Dataset entries:
========================

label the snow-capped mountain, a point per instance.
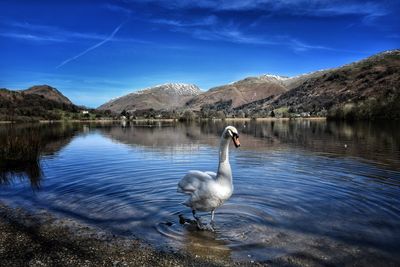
(167, 96)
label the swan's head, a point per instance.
(232, 132)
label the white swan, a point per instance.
(209, 190)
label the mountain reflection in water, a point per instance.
(309, 187)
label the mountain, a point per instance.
(372, 83)
(362, 89)
(36, 103)
(240, 92)
(161, 97)
(48, 92)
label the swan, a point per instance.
(209, 190)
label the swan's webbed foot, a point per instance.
(201, 225)
(205, 226)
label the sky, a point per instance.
(93, 51)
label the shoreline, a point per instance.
(41, 239)
(168, 120)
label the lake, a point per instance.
(325, 190)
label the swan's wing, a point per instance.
(192, 181)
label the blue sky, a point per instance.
(93, 51)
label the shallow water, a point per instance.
(330, 190)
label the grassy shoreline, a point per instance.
(171, 120)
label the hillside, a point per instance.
(35, 103)
(240, 92)
(49, 93)
(368, 86)
(162, 97)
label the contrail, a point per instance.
(92, 47)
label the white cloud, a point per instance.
(108, 38)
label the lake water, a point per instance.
(324, 190)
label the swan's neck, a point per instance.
(224, 168)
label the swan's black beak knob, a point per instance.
(236, 141)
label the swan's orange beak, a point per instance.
(236, 141)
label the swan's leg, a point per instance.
(195, 216)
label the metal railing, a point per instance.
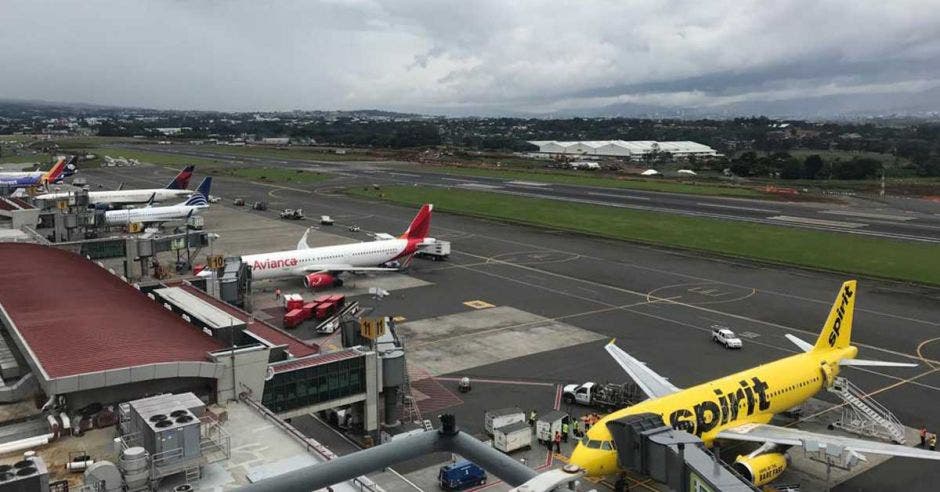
(363, 483)
(863, 415)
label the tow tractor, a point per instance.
(292, 214)
(725, 337)
(604, 396)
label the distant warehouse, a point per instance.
(636, 149)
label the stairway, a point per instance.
(863, 415)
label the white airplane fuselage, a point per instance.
(152, 214)
(124, 197)
(295, 262)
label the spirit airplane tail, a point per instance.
(837, 332)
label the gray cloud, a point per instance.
(467, 57)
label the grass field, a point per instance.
(570, 177)
(906, 261)
(299, 153)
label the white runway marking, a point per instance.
(827, 223)
(480, 186)
(613, 195)
(735, 207)
(867, 215)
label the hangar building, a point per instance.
(636, 149)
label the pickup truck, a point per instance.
(605, 396)
(724, 336)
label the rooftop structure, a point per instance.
(74, 319)
(623, 148)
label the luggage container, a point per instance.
(510, 437)
(547, 425)
(502, 416)
(293, 318)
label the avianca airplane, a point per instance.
(320, 267)
(195, 205)
(176, 189)
(738, 407)
(55, 174)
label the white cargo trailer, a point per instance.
(508, 438)
(548, 424)
(493, 419)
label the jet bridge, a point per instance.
(647, 446)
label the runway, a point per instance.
(658, 303)
(895, 220)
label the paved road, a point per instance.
(914, 220)
(658, 303)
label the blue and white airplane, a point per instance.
(195, 205)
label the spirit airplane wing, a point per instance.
(794, 437)
(651, 383)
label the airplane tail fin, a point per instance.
(420, 225)
(181, 181)
(837, 332)
(55, 174)
(201, 196)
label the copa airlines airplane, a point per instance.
(62, 168)
(738, 407)
(320, 267)
(174, 190)
(195, 205)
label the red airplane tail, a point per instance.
(421, 224)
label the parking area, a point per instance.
(522, 311)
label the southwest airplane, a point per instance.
(196, 204)
(738, 407)
(320, 267)
(59, 170)
(174, 190)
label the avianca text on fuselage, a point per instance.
(840, 313)
(726, 407)
(273, 264)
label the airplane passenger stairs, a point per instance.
(862, 415)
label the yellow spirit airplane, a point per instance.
(739, 407)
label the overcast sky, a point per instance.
(465, 57)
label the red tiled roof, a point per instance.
(296, 346)
(316, 360)
(77, 317)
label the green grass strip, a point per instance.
(567, 177)
(831, 251)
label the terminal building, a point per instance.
(633, 150)
(77, 334)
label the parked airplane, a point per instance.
(175, 189)
(738, 407)
(55, 174)
(195, 205)
(320, 267)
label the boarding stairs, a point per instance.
(409, 407)
(862, 415)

========================

* Exercise description: Copy out all the data exactly; skip the pictures.

* Exercise result:
label the snow-capped mountain, a point per instance.
(167, 96)
label the swan's head, a point per instance.
(232, 132)
label the white swan, a point per instance.
(209, 190)
label the mountain reflection in water, a point per instance.
(309, 187)
label the mountain, a point per instance.
(372, 83)
(362, 89)
(36, 103)
(240, 92)
(161, 97)
(48, 92)
label the swan, a point per instance.
(209, 190)
label the swan's webbed foot, a point per instance.
(201, 225)
(205, 226)
label the sky, a point per instance.
(93, 51)
label the shoreline, a point per instance.
(41, 239)
(168, 120)
label the lake, a point per instance.
(325, 190)
label the swan's wing, a point per instance.
(192, 181)
label the blue sky, a point per instance.
(93, 51)
label the shallow water, a point per instance.
(330, 190)
label the grassy shoreline, a point per instance.
(171, 120)
label the hillside, a point per instance.
(35, 103)
(240, 92)
(49, 93)
(368, 86)
(162, 97)
label the contrail, a point per instance.
(92, 47)
label the white cloud, a point per instance.
(108, 38)
label the lake water, a point per instance.
(324, 190)
label the swan's neck, a point per instance.
(224, 168)
label the swan's black beak knob, a point per instance.
(236, 141)
label the swan's orange beak, a point per instance.
(236, 141)
label the swan's leg, a point per instance.
(195, 216)
label the metal railing, a point per instance.
(363, 483)
(863, 415)
label the tow tractor, a point per instance.
(292, 214)
(725, 337)
(604, 396)
label the distant warehouse, a point per instance.
(636, 149)
label the stairway, a point per instance.
(863, 415)
label the white airplane fuselage, a point per instance.
(152, 214)
(124, 197)
(295, 262)
label the spirit airplane tail, a point per instance.
(837, 332)
label the gray cloud, a point per instance.
(467, 57)
label the grass field, a point per instance.
(570, 177)
(906, 261)
(299, 153)
label the white runway marking, a point per instance.
(827, 223)
(480, 186)
(613, 195)
(735, 207)
(867, 215)
label the hangar building, a point per instance.
(636, 149)
label the pickup truck, a point per instance.
(605, 396)
(724, 336)
label the rooftop structure, a point per instance.
(74, 319)
(623, 148)
label the luggage container, a point per instance.
(510, 437)
(547, 425)
(502, 416)
(293, 318)
label the avianca airplane, a point per instance.
(320, 267)
(195, 205)
(176, 189)
(738, 407)
(55, 174)
label the white cargo trailer, a point per instance.
(508, 438)
(548, 424)
(493, 419)
label the jet bridge, a point per instance.
(647, 446)
label the runway, a point per instance.
(658, 303)
(895, 220)
label the paved road, a point per instance.
(914, 220)
(658, 303)
label the blue and white airplane, a point per instance.
(195, 205)
label the spirit airplane wing, a point per instance.
(794, 437)
(651, 383)
label the airplane tail fin, a point per instance.
(420, 225)
(181, 181)
(837, 332)
(55, 174)
(201, 196)
label the copa airlines airplane, a point per instance.
(62, 168)
(738, 407)
(320, 267)
(174, 190)
(195, 205)
label the red airplane tail, a point per instance.
(421, 224)
label the parking area, a point per instance.
(522, 311)
label the southwest airplane, a point per instance.
(196, 204)
(738, 407)
(320, 267)
(59, 170)
(174, 190)
label the avianca text on fuselage, a point per instance.
(840, 313)
(726, 407)
(273, 264)
label the airplane passenger stairs, a point per instance.
(862, 415)
label the yellow spirit airplane, a point per instance.
(739, 407)
label the overcast sky, a point per instance.
(465, 57)
label the red tiled roof, a point per instance.
(296, 346)
(316, 360)
(77, 317)
label the green grass strip, a point per instance.
(567, 177)
(831, 251)
label the terminal building, a point per instance.
(633, 150)
(77, 334)
label the parked airplane, a point per instance.
(175, 189)
(738, 407)
(55, 174)
(195, 205)
(320, 267)
label the boarding stairs, a point per instance.
(409, 407)
(862, 415)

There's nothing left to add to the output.